Brief - Output the data below as a JSON list of strings, one string per line and no entries for blank lines. Start at the first line of the data and end with the line containing "positive clicks: (628, 1322)", including both.

Entries shown -

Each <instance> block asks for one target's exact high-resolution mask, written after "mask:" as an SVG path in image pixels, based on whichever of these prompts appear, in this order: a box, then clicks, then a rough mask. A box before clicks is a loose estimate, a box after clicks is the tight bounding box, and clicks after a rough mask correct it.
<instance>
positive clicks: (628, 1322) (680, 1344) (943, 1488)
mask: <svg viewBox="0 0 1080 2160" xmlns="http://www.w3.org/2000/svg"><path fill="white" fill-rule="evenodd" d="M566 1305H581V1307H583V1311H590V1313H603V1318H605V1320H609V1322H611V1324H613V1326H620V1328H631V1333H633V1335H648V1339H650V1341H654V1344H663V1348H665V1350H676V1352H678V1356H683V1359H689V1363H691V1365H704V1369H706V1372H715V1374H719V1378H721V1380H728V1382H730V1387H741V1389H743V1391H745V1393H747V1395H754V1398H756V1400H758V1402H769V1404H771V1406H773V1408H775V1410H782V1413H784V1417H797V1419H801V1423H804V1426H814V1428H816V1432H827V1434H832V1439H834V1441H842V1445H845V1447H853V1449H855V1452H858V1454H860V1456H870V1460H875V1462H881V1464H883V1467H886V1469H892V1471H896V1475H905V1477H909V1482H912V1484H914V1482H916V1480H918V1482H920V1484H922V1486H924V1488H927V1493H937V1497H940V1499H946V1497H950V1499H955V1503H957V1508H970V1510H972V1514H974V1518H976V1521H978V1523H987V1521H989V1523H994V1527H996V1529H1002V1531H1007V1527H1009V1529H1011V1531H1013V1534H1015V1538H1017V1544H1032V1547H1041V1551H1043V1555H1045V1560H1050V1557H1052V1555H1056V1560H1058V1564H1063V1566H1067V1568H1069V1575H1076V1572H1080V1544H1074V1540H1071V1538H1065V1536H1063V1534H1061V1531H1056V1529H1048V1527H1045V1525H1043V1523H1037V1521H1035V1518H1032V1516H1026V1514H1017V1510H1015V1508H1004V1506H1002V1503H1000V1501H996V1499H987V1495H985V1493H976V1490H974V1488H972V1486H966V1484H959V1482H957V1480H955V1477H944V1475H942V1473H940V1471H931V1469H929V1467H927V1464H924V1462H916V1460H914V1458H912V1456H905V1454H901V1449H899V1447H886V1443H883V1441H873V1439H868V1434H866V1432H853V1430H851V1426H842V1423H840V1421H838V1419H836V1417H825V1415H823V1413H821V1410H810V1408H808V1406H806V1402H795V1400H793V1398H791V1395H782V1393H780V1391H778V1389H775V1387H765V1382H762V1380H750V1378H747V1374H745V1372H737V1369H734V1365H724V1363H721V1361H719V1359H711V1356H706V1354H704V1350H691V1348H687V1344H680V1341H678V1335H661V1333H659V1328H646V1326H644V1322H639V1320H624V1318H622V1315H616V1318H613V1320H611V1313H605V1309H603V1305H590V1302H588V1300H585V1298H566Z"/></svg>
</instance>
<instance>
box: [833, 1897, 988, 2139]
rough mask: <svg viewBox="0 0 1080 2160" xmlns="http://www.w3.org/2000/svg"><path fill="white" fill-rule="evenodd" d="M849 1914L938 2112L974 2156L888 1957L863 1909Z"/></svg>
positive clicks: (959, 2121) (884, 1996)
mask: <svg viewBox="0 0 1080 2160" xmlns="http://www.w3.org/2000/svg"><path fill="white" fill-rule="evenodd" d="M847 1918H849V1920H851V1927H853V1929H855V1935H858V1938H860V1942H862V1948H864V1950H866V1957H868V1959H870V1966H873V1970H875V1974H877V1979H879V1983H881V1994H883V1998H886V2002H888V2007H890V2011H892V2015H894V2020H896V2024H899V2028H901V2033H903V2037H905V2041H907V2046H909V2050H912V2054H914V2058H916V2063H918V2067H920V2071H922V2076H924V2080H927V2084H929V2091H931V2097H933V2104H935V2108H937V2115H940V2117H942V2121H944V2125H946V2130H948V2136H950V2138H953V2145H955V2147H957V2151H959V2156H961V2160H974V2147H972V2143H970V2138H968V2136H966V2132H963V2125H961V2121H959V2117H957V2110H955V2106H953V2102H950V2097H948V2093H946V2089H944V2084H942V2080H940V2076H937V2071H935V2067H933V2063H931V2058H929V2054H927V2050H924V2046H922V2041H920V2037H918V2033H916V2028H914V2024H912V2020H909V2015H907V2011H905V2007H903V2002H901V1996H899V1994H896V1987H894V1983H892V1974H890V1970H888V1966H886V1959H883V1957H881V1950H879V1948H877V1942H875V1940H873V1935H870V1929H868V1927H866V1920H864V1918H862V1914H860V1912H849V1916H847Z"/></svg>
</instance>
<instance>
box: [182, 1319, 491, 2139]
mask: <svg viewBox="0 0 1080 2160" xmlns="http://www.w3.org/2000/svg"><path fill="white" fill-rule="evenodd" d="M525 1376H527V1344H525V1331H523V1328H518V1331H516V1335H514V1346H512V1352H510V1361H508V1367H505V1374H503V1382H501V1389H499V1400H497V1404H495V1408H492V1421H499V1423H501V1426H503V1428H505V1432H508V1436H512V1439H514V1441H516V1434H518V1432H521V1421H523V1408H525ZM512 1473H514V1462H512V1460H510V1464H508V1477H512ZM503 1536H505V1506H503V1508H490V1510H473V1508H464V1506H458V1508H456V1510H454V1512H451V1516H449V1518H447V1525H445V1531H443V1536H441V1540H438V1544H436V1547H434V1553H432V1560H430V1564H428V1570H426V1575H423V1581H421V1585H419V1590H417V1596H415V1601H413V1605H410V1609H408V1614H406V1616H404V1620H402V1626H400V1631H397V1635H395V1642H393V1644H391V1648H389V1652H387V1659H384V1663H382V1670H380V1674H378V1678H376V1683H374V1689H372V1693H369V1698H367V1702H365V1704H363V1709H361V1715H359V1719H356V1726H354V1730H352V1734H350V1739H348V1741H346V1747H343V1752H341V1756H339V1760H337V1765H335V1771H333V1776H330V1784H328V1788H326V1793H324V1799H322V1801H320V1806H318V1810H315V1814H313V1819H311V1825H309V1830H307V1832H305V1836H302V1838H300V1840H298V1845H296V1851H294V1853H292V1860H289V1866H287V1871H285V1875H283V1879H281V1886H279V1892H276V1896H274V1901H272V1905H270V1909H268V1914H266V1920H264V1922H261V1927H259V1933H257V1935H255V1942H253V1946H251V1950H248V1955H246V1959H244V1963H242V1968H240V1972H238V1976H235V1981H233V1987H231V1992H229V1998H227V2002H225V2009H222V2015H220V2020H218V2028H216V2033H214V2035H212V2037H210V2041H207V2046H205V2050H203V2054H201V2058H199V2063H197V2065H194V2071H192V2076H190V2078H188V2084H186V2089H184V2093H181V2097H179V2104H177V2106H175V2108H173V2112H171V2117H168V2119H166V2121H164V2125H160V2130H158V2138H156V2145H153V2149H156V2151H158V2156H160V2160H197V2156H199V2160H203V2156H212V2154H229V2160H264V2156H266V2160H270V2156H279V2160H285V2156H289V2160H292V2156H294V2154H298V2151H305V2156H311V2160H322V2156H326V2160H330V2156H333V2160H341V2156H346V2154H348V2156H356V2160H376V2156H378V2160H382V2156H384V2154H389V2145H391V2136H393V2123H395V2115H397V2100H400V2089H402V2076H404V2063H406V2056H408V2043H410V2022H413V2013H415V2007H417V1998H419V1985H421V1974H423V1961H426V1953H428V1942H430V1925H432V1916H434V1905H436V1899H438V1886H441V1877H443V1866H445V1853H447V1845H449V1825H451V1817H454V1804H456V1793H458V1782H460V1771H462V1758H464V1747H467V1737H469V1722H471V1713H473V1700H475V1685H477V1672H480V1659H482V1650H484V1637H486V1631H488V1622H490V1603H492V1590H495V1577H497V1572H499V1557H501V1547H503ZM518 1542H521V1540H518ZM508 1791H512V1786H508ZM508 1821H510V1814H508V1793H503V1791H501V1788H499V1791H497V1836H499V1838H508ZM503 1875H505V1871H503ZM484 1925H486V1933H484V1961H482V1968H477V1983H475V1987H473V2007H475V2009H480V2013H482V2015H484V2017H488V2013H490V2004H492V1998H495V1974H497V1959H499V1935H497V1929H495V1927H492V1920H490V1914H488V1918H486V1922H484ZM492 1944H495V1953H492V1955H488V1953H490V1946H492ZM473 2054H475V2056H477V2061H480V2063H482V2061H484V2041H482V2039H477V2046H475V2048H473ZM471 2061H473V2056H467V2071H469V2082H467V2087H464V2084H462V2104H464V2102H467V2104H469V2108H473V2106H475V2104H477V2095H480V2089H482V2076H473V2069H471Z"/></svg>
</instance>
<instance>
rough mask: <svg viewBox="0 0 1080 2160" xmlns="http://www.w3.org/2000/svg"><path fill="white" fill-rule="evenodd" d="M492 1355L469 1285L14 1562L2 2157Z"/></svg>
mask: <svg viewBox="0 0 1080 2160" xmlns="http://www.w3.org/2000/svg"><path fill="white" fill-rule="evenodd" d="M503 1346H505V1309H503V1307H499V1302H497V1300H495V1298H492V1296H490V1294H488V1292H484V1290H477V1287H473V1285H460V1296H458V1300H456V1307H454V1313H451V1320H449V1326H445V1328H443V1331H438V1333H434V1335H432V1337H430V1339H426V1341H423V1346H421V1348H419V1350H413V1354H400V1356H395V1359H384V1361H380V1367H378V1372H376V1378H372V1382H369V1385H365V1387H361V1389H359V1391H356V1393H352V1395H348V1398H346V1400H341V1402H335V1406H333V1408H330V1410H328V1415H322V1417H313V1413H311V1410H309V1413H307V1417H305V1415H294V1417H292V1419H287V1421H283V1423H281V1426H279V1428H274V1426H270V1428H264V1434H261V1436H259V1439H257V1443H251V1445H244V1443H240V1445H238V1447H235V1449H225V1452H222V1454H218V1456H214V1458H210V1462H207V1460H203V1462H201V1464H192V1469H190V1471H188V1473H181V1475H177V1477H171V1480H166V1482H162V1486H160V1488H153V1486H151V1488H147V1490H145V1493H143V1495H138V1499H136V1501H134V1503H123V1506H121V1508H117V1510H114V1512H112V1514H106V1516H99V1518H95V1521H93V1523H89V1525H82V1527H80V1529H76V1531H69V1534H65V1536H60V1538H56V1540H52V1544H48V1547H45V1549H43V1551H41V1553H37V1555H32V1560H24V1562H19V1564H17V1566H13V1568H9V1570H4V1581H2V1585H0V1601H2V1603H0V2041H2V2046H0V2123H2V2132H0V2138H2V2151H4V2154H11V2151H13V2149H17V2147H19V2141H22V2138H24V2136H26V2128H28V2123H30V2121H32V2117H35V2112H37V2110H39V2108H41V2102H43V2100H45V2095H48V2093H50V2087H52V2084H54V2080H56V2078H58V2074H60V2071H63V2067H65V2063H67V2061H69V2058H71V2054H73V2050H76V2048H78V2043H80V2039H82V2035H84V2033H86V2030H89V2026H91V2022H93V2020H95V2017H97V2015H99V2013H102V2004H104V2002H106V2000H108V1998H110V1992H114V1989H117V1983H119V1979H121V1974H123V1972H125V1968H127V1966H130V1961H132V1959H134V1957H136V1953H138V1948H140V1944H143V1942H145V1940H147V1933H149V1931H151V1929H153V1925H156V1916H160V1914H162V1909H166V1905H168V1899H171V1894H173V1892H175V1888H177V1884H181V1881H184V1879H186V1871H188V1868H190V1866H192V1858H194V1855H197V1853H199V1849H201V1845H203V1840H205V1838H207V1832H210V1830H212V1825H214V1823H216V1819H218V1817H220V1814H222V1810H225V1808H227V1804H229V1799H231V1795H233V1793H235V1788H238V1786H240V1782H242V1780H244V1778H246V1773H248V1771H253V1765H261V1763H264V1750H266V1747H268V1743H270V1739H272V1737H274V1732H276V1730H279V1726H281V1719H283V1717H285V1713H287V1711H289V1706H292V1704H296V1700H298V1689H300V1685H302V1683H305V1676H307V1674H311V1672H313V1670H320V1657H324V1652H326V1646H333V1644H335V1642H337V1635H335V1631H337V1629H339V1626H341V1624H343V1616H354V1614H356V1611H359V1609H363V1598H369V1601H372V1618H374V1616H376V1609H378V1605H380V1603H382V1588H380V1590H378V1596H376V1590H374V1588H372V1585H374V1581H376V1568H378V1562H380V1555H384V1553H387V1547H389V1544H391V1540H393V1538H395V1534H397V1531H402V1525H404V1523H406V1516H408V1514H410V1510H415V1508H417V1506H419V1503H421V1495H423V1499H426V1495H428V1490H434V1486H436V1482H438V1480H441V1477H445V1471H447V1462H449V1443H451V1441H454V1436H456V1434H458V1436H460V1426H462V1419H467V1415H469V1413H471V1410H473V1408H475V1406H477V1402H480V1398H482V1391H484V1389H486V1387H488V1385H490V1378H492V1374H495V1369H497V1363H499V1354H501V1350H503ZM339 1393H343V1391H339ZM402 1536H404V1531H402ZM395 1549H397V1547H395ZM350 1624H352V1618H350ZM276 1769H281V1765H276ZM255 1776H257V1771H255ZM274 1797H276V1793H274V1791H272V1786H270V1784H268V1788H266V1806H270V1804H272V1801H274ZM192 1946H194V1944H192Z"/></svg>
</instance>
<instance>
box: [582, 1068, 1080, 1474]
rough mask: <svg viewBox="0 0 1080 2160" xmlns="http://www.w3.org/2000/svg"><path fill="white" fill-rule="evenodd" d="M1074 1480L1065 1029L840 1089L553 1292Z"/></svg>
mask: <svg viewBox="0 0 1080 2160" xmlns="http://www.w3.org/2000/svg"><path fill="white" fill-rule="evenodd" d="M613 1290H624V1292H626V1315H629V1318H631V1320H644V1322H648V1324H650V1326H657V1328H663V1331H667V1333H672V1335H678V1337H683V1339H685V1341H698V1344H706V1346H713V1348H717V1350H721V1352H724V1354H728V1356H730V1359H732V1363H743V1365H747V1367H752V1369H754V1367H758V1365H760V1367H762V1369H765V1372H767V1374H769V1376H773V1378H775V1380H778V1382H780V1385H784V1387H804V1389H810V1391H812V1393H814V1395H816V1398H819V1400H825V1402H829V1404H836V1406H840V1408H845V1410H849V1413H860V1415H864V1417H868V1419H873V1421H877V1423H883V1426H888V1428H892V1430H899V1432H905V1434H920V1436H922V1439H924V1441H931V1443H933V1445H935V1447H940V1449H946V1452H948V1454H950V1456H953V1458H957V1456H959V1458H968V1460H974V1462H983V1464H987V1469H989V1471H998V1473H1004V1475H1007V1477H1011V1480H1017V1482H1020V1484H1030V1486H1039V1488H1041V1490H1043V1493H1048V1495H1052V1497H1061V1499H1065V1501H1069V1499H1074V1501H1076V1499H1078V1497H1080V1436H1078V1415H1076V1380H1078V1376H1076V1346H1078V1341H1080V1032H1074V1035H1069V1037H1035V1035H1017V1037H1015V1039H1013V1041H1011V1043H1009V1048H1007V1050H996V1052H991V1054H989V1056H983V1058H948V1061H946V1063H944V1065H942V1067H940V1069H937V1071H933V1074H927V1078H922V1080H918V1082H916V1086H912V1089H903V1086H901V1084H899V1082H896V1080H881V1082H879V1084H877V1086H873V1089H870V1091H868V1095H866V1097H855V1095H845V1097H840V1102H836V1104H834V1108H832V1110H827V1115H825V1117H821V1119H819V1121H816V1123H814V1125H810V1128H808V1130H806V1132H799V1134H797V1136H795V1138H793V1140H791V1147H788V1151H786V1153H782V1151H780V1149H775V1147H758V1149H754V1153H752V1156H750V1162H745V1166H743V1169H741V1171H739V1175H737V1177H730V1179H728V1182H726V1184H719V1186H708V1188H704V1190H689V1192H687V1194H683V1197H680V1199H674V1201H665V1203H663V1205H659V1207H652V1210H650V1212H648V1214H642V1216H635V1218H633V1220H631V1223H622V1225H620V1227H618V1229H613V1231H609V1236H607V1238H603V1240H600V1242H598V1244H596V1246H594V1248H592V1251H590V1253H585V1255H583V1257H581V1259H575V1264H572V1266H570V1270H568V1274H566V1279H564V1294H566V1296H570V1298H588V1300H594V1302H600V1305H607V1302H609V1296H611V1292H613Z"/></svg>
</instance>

Output -
[
  "Each <instance> block asks for one target's exact high-resolution mask, written after \"mask:\" as an SVG path in image pixels, based on whichever of these prompts appear, in this order: a box, then clicks, then a rough mask. A box before clicks is a loose estimate, a box after clicks is the tight bounding box, and clicks after a rough mask correct it.",
  "<instance>",
  "positive clicks: (628, 1322) (680, 1344) (943, 1488)"
]